_작성 요청_
아래 자료에서 "Label the round"이 들어 있는 줄부터 자료의 맨 끝까지, 양 끝 줄을 포함하여 모든 줄을 한 글자도 바꾸지 말고 다시 적으십시오.

_제공 자료_
________

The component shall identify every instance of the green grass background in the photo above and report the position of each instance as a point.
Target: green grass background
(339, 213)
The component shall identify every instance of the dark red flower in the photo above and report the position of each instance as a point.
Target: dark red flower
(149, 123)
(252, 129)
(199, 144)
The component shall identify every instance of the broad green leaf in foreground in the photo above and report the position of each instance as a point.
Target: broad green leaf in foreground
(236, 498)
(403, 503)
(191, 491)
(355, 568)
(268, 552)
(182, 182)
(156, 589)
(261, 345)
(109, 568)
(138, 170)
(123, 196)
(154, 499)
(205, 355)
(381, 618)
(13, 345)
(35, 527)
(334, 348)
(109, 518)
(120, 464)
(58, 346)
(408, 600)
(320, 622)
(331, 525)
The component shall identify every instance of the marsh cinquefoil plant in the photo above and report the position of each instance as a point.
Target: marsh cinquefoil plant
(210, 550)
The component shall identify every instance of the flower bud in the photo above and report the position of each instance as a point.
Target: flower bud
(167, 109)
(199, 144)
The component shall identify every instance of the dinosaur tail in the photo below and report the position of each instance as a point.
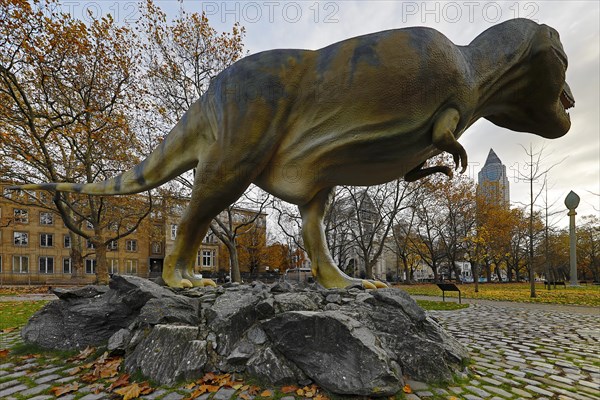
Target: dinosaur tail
(175, 155)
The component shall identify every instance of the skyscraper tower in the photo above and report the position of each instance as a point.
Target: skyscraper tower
(493, 181)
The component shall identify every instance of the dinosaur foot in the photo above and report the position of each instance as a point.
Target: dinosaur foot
(176, 281)
(332, 277)
(197, 281)
(371, 284)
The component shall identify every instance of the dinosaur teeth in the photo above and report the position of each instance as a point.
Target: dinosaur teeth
(566, 100)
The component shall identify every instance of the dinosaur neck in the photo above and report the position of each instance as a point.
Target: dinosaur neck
(498, 59)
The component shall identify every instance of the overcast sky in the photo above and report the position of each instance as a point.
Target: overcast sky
(315, 24)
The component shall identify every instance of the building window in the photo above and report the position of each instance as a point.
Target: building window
(113, 266)
(21, 216)
(46, 218)
(131, 245)
(131, 267)
(21, 238)
(46, 240)
(206, 258)
(46, 265)
(67, 265)
(21, 264)
(90, 266)
(210, 238)
(156, 248)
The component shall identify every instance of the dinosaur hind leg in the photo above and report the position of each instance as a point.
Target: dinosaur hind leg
(212, 192)
(323, 267)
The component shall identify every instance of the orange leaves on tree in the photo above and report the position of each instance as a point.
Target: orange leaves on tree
(60, 390)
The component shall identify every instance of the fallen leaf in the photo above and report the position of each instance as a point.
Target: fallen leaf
(83, 355)
(74, 371)
(110, 368)
(96, 388)
(123, 380)
(60, 390)
(213, 388)
(289, 389)
(146, 388)
(129, 392)
(253, 390)
(89, 378)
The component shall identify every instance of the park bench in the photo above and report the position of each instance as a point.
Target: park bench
(555, 283)
(449, 287)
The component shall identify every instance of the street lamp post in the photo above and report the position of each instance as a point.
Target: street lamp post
(572, 201)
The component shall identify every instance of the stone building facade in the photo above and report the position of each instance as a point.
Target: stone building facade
(35, 244)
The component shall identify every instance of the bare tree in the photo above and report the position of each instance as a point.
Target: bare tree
(535, 172)
(239, 220)
(68, 92)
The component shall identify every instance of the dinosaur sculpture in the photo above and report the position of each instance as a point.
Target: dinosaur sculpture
(363, 111)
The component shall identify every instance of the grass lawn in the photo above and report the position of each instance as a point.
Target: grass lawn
(15, 314)
(439, 305)
(584, 296)
(22, 290)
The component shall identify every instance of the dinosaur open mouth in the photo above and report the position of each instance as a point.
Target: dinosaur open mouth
(566, 98)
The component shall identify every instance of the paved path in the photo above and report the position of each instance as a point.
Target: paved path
(518, 352)
(513, 304)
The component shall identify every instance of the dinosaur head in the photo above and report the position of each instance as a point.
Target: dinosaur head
(537, 102)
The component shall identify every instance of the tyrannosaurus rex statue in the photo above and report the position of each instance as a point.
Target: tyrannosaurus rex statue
(363, 111)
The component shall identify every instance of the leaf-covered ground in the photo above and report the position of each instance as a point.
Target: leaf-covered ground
(584, 295)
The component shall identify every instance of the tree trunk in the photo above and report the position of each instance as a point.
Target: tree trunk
(475, 273)
(76, 256)
(407, 274)
(236, 276)
(102, 277)
(435, 274)
(498, 273)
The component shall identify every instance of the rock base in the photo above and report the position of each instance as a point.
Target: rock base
(349, 341)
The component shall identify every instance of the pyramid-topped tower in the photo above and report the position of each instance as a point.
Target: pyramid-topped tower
(493, 181)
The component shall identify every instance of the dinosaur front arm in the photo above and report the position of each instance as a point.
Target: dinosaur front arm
(443, 139)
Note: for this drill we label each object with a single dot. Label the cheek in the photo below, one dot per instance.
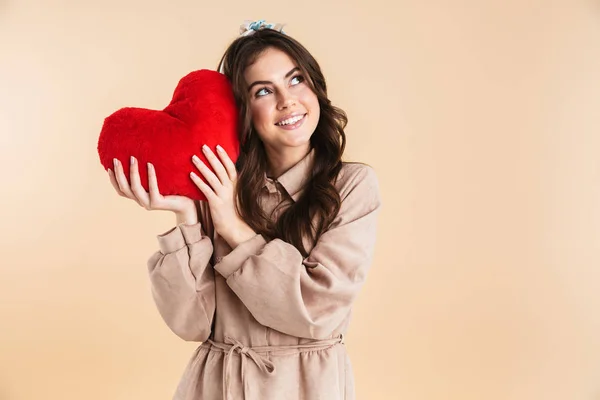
(261, 113)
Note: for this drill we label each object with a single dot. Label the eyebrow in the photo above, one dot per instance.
(269, 82)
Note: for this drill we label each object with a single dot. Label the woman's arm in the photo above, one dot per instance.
(182, 279)
(310, 297)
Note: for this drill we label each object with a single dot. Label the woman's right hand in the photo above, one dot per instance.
(182, 206)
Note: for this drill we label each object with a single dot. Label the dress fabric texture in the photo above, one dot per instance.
(270, 321)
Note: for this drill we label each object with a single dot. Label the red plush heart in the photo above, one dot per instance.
(202, 111)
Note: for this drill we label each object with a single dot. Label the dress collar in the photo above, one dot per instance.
(294, 179)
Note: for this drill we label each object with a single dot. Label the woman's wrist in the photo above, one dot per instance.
(240, 235)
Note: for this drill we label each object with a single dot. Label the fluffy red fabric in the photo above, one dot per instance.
(202, 111)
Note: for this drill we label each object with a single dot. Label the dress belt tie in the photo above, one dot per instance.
(258, 354)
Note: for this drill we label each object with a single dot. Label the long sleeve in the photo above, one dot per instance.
(182, 281)
(310, 297)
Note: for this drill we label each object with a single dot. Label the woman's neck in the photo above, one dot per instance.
(279, 162)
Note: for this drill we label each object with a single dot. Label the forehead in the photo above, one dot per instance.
(271, 65)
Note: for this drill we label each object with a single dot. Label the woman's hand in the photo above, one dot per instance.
(220, 193)
(182, 206)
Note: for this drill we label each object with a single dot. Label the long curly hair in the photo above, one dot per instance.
(319, 203)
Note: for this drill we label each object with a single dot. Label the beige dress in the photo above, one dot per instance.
(271, 322)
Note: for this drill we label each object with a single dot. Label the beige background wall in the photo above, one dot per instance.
(482, 119)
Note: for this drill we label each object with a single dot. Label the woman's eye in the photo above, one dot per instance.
(298, 78)
(262, 92)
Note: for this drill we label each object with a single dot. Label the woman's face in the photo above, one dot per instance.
(285, 111)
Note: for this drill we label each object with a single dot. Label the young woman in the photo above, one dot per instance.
(266, 271)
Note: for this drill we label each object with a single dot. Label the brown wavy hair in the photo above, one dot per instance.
(319, 203)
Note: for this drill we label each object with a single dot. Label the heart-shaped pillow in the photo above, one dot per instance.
(202, 111)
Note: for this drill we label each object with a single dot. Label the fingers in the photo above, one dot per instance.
(217, 166)
(113, 181)
(122, 180)
(227, 163)
(206, 189)
(209, 175)
(136, 184)
(154, 192)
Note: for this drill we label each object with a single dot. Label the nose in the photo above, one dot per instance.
(285, 100)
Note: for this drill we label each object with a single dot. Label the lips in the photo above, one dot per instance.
(287, 117)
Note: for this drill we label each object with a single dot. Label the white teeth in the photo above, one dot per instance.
(290, 121)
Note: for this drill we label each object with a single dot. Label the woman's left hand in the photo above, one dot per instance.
(220, 192)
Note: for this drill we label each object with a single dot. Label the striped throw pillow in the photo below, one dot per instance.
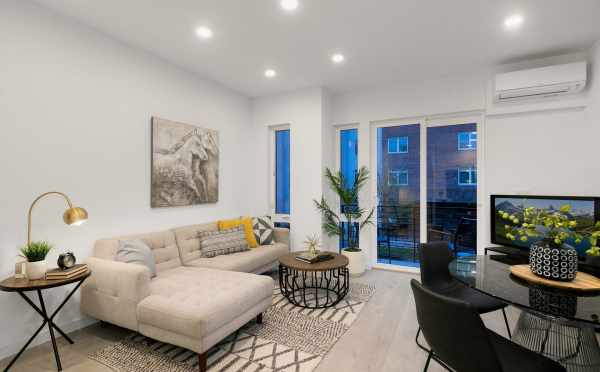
(216, 243)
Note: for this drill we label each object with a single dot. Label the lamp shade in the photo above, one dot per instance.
(75, 216)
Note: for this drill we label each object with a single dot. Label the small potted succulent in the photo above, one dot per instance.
(550, 231)
(35, 253)
(312, 244)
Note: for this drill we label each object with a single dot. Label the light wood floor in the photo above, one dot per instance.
(380, 340)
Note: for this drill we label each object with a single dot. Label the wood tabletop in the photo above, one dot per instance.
(583, 282)
(13, 284)
(290, 261)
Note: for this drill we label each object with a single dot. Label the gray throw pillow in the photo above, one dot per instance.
(215, 243)
(263, 230)
(136, 252)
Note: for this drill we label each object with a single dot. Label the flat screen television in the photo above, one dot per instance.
(585, 210)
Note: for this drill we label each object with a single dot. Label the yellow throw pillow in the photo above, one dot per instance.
(246, 222)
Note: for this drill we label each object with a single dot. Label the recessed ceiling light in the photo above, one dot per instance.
(338, 58)
(513, 22)
(289, 5)
(204, 32)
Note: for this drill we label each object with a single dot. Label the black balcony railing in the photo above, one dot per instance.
(398, 228)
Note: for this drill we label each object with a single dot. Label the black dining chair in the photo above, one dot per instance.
(464, 344)
(435, 275)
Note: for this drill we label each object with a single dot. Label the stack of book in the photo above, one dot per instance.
(314, 258)
(59, 274)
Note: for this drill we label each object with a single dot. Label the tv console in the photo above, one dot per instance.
(514, 256)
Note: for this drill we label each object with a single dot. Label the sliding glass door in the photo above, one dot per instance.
(398, 194)
(443, 206)
(452, 186)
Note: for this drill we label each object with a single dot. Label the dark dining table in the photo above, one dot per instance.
(556, 323)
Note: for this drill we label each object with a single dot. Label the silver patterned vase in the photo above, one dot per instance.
(553, 262)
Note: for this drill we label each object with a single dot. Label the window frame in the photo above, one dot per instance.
(398, 172)
(397, 138)
(471, 141)
(471, 171)
(278, 217)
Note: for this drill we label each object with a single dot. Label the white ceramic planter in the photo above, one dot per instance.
(357, 265)
(35, 270)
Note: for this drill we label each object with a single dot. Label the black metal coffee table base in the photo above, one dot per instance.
(314, 289)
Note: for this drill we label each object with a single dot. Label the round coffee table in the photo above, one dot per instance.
(23, 285)
(314, 286)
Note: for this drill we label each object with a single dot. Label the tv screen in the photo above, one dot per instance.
(585, 210)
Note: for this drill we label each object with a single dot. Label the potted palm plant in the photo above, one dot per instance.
(35, 253)
(352, 215)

________

_응답_
Note: for this drill we label each object with a single dot. Label the round coffee table in the photo above, one dot per instance.
(23, 285)
(314, 286)
Note: for this drill we label each object with a single dot. Label the tv screen in the photo above, one dot per instance.
(585, 210)
Note: for this drill we label each object with a single dot. Label the potted palm plant in the photo above, one dot per instance.
(35, 253)
(352, 215)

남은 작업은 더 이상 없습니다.